**Task to carry out**
Word for word, copy all of the entries.

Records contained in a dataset
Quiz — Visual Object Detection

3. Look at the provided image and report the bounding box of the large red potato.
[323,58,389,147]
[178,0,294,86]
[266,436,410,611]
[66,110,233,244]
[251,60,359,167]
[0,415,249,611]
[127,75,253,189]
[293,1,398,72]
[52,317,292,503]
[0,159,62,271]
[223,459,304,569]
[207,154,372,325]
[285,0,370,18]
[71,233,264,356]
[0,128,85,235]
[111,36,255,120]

**Solution**
Quiz — Visual Object Detection

3. Look at the provided image and report the bounding box of the large red potato.
[323,58,389,147]
[178,0,294,86]
[266,436,410,611]
[66,110,233,244]
[251,60,359,167]
[0,415,249,611]
[127,75,253,189]
[293,1,398,72]
[52,317,292,503]
[0,159,62,271]
[223,459,304,569]
[207,154,372,325]
[285,0,370,18]
[71,233,264,356]
[0,128,85,235]
[111,36,255,120]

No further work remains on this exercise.